#### [OBJECTIVE]
Reproduce the following data word for word, starting at the line that contains "black shoe, each" and stopping after the line that contains "pixel 187 164", both lines included.

#### [INPUT]
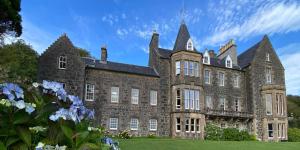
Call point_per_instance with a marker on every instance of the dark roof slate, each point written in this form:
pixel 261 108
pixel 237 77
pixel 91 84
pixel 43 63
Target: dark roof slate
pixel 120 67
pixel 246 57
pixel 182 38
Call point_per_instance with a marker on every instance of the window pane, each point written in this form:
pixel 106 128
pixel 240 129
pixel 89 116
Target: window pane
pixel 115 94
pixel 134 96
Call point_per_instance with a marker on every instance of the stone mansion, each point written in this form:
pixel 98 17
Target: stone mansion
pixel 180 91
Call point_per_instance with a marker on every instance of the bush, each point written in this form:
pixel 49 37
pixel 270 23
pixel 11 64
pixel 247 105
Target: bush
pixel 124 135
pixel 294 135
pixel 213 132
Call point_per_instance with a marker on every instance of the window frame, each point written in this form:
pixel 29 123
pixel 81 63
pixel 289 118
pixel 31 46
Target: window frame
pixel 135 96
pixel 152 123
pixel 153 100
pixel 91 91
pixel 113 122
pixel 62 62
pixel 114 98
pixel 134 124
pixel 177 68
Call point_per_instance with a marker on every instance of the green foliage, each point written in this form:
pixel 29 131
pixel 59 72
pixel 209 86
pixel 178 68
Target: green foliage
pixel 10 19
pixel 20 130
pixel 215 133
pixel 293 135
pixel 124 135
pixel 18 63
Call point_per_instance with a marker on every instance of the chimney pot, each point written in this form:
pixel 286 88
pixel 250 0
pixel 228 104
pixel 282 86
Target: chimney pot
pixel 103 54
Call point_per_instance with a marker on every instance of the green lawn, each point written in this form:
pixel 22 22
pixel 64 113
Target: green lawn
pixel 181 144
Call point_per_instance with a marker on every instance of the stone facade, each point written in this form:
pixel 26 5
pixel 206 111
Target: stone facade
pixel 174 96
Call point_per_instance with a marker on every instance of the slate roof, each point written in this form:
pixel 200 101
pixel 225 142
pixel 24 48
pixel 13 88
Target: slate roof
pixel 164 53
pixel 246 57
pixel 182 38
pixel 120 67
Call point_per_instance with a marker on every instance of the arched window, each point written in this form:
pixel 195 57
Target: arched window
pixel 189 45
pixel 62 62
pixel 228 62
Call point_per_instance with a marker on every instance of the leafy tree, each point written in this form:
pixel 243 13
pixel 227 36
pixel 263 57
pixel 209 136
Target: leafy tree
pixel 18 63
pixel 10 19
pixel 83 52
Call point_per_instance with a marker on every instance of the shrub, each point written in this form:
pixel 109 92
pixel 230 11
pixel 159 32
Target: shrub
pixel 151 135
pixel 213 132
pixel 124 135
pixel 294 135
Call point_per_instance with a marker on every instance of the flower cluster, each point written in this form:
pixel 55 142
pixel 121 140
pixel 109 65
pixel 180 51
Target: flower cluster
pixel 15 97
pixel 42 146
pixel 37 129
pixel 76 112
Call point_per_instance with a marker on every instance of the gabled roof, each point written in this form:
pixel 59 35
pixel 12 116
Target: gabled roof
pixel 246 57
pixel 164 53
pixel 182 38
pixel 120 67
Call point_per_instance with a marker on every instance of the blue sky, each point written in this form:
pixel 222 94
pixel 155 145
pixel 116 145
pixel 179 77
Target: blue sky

---

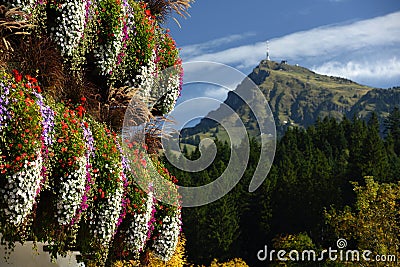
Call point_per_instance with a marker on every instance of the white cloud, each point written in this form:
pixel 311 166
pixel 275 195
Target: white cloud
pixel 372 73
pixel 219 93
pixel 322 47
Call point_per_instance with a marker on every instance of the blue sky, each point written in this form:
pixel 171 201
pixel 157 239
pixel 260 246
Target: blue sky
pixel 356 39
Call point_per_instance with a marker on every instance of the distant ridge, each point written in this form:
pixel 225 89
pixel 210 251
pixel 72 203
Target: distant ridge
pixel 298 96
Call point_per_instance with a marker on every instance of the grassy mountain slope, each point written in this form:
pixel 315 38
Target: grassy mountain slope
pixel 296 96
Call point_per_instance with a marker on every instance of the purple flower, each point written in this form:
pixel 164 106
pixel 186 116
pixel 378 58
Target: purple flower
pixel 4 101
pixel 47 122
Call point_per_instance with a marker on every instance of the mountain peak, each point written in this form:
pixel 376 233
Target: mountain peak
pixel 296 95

==

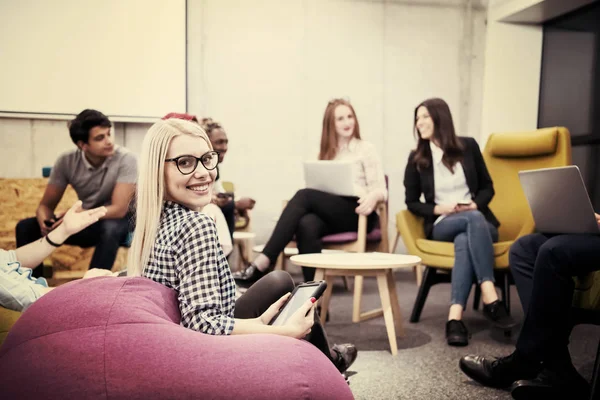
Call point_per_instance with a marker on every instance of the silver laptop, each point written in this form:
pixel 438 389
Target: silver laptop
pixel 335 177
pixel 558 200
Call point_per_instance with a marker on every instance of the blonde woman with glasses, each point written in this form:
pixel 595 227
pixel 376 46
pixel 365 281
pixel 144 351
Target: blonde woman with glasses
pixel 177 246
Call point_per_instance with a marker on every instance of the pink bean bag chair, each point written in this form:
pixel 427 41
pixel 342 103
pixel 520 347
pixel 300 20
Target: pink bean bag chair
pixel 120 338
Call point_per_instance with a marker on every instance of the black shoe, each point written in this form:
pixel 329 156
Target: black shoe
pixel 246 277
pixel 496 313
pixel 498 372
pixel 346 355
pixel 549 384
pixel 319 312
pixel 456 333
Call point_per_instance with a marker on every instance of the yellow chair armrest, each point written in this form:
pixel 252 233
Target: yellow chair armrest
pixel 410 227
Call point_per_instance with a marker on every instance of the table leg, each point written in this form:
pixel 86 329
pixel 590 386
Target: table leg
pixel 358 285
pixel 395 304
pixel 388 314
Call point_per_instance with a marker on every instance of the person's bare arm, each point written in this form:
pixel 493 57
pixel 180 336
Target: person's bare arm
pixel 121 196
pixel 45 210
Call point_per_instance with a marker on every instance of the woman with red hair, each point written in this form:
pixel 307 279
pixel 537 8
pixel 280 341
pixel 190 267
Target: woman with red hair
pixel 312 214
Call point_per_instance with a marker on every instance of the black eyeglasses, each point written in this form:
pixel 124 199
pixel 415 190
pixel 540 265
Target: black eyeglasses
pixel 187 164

#### [FINISHED ANSWER]
Call point_per_instance with a marker on every instance of the black shoe, each point written in this form:
pixel 329 156
Target: black shoe
pixel 246 277
pixel 496 313
pixel 498 372
pixel 346 355
pixel 549 384
pixel 319 312
pixel 456 333
Call point_per_instance with a marker on every instance of the yellow chair armrest, each point written in this form:
pixel 252 233
Target: yellow chair armrest
pixel 410 227
Call point_per_instance with a marker on every instance of the table leg, each point written in this form:
pixel 86 329
pixel 590 386
Target: table leg
pixel 358 285
pixel 395 304
pixel 388 314
Call point_per_instance with a marker on every instance of the person's bare arm, each point written in this form:
pixel 493 57
pixel 180 336
Target: person's bare arm
pixel 121 196
pixel 45 210
Call point_per_instance with a marker on every instance of the woman with red hair, each point written in this form:
pixel 307 279
pixel 537 8
pixel 280 341
pixel 190 267
Target: woman with red hair
pixel 312 214
Call point_per_instance with a marker on every instance of the black eyeglasses, each point written in this form:
pixel 124 199
pixel 415 190
pixel 540 265
Target: black eyeglasses
pixel 187 164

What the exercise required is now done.